• [PROBLEM TO SOLVE]: Copy each of the following lines word for word.
— START ENTRIES SHOWN —
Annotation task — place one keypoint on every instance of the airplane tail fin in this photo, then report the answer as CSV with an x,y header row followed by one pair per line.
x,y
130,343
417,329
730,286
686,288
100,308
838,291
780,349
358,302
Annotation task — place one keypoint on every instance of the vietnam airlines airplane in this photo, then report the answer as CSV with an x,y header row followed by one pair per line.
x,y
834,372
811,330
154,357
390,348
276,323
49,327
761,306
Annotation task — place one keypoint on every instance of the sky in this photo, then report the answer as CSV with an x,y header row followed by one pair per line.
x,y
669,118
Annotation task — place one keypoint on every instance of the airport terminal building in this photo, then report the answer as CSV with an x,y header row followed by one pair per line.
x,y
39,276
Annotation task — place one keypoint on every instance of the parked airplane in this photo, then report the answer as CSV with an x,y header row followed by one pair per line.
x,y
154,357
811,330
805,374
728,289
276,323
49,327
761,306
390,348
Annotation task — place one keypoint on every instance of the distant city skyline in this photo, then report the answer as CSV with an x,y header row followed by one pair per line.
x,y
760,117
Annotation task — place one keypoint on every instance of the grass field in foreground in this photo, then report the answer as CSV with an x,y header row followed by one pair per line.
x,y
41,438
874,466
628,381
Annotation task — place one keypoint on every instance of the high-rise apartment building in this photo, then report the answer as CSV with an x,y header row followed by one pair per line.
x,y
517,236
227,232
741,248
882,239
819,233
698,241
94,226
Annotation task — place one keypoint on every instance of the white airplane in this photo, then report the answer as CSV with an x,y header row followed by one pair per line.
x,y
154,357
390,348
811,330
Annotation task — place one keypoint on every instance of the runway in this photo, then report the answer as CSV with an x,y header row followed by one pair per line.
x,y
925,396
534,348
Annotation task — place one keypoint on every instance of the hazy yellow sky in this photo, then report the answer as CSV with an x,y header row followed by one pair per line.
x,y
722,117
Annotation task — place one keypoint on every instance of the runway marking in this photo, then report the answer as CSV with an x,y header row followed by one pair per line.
— END ENTRIES SHOWN —
• [RESULT]:
Annotation task — place one keypoint on every instance of the airplane tail fin in this photo, then report the answer as CSV with an x,y header row followed by one pair per line.
x,y
130,343
417,329
730,286
686,288
100,308
838,291
780,349
358,302
Annotation task — place one keypoint on every instance of the vietnam airlines airplane in this photo, then report the answer as CSV with an x,y header row followed by one pair per line.
x,y
834,372
811,330
154,357
390,348
276,323
49,327
761,306
Annotation task — place one keypoint on every instance of the sky in this photo, then report the answer as CSV with an x,y header row followed by one pair per line.
x,y
669,118
Annotation task — place one keypoint on every instance of the airport terminal building in this photo, then report the answer as CSV with an x,y header row followed by one pair per line.
x,y
39,276
Annotation task — place one keypoint on every instance of the parked airplane in this photo, then report the answer as CSV with an x,y header row followed by one pair per line.
x,y
154,357
811,330
805,374
728,289
276,323
49,327
761,306
390,348
Annotation task — place one keypoint on every instance of the distant city skyline in this photo, then report the answer as CSV with an x,y header row followed by one pair per line.
x,y
760,117
Annotation task — place one keypoint on every instance of the grass field in foreground in this photo, then report the answer as CSV with an x,y header row followed by one pair per line.
x,y
41,438
874,466
628,381
Annotation task — place one keypoint on every instance of the high-rise apartment building in this photo, then report the answer as CSV with an x,y header row followed by one pair per line.
x,y
517,236
227,232
741,248
882,239
819,233
698,241
94,226
Annotation task — place one keypoint on every instance of the white airplane in this photo, then report the answer as CSV with an x,y header row followed by one pair per line.
x,y
154,357
390,348
811,330
Annotation task — place one keypoint on every instance of the runway in this photo, then report the answer as CSV with an x,y header row followed by one pair per line.
x,y
925,396
534,348
Annotation task — place one keypoint on every instance of the hazy yellow sky in this photo, then report the answer as CSV with an x,y header row followed by one pair per line.
x,y
722,117
Annotation task — place one keypoint on every instance of the runway marking in this photo, then report the answer as CSV with an x,y header row followed by one pair per line.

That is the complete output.